(Segmentation labeling items)
────

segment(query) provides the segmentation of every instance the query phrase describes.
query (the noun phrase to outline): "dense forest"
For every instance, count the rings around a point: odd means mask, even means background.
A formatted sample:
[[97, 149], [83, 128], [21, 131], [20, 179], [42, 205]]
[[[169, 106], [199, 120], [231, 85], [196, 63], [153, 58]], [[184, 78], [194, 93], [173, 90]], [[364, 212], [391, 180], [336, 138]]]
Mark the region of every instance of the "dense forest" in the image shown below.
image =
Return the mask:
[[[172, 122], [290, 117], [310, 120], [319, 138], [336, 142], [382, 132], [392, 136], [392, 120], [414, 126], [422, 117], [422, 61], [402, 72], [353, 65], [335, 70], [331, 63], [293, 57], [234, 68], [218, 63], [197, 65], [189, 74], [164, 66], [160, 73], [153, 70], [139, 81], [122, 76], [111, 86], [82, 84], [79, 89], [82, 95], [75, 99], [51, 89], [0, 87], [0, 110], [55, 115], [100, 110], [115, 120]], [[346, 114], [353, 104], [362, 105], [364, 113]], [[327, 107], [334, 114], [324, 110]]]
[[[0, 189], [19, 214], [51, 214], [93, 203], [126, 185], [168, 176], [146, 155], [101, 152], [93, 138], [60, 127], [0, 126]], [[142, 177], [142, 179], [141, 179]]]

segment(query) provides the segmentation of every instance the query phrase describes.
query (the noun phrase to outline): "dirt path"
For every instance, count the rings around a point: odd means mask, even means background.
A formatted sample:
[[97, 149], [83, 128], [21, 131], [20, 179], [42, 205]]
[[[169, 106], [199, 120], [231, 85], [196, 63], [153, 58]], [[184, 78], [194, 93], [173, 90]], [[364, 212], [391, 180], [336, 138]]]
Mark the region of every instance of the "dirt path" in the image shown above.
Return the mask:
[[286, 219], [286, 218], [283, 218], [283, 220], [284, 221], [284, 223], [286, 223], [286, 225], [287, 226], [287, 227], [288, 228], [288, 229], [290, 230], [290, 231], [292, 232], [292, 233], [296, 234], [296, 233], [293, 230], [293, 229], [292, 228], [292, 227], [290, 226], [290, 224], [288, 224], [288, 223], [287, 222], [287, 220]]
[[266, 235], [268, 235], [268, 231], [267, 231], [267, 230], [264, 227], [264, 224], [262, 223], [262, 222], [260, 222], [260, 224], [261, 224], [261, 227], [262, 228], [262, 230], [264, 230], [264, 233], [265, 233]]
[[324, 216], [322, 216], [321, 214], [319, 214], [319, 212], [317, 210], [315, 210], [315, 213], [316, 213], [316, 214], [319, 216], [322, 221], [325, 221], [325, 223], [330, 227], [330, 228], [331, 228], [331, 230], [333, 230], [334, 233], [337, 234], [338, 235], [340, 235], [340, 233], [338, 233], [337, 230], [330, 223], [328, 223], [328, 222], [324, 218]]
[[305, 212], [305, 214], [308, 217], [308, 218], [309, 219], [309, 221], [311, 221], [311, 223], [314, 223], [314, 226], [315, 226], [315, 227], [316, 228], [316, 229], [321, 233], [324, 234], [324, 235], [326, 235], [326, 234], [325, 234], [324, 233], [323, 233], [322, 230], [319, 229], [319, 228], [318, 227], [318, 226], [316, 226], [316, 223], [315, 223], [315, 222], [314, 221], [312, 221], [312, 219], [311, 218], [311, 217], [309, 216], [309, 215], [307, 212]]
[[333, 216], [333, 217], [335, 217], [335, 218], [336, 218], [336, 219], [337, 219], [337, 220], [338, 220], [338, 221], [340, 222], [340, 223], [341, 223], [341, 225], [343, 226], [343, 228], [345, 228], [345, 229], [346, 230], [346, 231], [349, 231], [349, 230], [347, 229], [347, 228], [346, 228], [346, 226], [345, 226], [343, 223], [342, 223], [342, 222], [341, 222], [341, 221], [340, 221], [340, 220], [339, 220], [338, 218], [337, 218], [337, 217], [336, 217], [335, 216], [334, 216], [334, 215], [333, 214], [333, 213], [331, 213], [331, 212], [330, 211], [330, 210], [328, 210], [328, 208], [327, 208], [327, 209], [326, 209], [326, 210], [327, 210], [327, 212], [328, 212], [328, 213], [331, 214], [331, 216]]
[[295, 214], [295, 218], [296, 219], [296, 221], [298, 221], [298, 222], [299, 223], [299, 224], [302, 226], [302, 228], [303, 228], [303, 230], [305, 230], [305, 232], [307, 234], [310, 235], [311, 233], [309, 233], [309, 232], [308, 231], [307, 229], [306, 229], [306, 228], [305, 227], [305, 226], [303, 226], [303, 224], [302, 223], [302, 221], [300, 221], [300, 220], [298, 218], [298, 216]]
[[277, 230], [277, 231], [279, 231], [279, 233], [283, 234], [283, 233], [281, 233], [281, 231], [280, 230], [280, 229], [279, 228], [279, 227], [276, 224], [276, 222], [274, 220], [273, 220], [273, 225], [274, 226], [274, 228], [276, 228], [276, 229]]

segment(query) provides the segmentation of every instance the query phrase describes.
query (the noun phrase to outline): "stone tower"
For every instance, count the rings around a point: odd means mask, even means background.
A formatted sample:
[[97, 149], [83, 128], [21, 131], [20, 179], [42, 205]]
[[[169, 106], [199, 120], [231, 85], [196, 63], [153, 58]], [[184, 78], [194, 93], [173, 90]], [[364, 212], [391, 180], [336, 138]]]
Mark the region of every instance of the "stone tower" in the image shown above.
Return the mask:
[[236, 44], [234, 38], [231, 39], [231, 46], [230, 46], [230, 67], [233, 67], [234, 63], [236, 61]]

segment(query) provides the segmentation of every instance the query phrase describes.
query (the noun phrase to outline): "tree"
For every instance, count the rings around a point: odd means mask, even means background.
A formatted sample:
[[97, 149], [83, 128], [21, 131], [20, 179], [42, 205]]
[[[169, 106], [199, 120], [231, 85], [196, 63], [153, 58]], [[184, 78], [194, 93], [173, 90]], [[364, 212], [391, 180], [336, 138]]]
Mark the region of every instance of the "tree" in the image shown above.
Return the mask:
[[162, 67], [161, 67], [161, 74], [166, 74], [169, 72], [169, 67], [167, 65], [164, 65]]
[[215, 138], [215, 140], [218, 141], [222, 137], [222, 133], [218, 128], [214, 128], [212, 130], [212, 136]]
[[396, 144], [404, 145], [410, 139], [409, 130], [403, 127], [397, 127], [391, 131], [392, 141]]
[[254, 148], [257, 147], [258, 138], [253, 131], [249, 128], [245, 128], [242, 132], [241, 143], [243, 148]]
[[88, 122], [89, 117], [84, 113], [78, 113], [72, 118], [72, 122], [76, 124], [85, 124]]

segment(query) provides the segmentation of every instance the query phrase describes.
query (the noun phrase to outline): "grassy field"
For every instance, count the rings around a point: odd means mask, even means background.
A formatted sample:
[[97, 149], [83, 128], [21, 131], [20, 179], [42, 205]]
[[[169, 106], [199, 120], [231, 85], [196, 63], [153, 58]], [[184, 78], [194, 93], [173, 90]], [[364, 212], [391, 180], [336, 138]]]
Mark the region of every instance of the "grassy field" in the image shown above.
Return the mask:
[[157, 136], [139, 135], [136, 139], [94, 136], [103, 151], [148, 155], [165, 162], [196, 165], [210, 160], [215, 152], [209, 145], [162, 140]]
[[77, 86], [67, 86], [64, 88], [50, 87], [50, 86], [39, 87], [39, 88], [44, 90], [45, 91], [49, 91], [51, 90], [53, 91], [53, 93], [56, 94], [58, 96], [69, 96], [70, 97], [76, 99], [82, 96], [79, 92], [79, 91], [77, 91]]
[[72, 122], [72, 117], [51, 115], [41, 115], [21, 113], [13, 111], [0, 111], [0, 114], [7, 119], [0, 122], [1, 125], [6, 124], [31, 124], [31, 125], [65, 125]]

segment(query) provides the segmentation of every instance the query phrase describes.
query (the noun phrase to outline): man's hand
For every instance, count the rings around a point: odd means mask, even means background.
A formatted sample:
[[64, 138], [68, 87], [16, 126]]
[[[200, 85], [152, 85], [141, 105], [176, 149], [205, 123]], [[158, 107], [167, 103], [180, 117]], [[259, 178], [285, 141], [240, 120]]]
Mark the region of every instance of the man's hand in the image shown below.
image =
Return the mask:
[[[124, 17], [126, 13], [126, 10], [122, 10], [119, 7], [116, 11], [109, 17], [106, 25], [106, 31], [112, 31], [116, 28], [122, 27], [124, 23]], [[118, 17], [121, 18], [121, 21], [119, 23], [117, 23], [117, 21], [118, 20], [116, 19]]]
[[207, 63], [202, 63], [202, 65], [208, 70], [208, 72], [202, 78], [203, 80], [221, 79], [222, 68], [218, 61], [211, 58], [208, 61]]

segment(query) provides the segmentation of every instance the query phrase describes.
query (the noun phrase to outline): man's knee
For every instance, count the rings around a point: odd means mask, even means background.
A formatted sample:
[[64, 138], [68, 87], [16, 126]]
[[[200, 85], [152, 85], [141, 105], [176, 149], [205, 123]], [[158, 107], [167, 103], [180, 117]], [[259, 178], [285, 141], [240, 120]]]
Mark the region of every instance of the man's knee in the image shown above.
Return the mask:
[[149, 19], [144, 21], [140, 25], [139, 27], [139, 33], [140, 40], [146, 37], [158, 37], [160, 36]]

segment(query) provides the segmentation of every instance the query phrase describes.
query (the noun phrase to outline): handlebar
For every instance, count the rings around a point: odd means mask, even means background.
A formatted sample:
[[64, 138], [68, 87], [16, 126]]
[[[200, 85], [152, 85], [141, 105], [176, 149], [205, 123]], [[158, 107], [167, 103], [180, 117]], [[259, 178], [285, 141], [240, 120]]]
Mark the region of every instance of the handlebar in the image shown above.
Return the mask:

────

> [Exercise objective]:
Pick out every line of the records above that contains the word "forest", and copy each of those lines in full. Treat uppercase and lowercase letters as different.

> [Solution for this task]:
query (the noun phrase to outline): "dense forest"
Mark the region of every instance of the "dense forest" in the image shown below.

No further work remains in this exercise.